**Problem statement:** Pick out and copy every line of the listing below that contains the string "target". Case counts.

**Records to process:**
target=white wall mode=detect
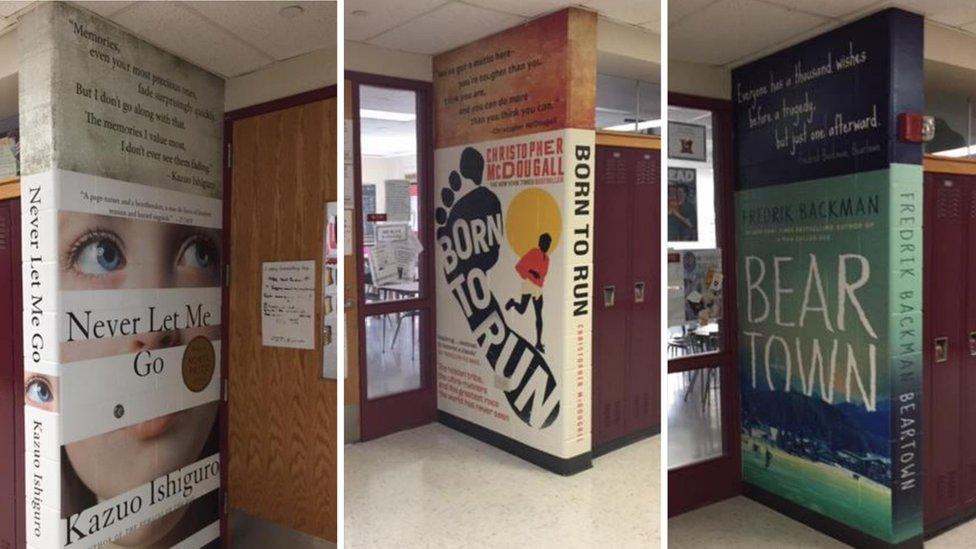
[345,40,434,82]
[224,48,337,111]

* * *

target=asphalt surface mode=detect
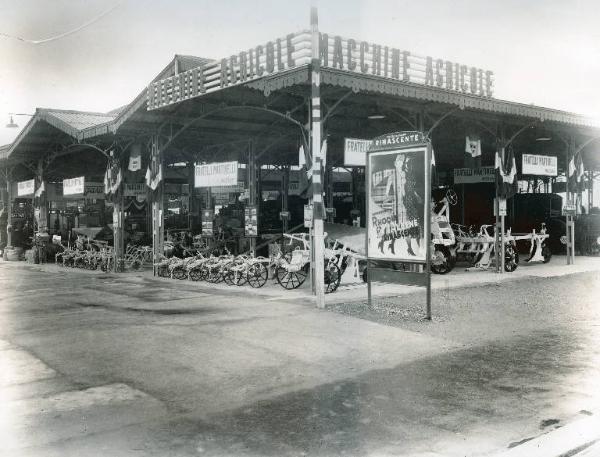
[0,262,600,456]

---

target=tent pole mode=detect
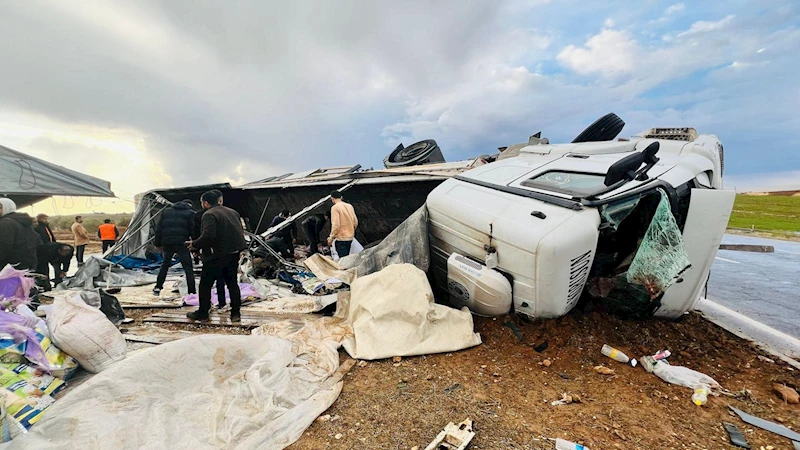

**Exercise output:**
target=white wall mode=detect
target=asphalt surface mode=detect
target=tent pole mode=detect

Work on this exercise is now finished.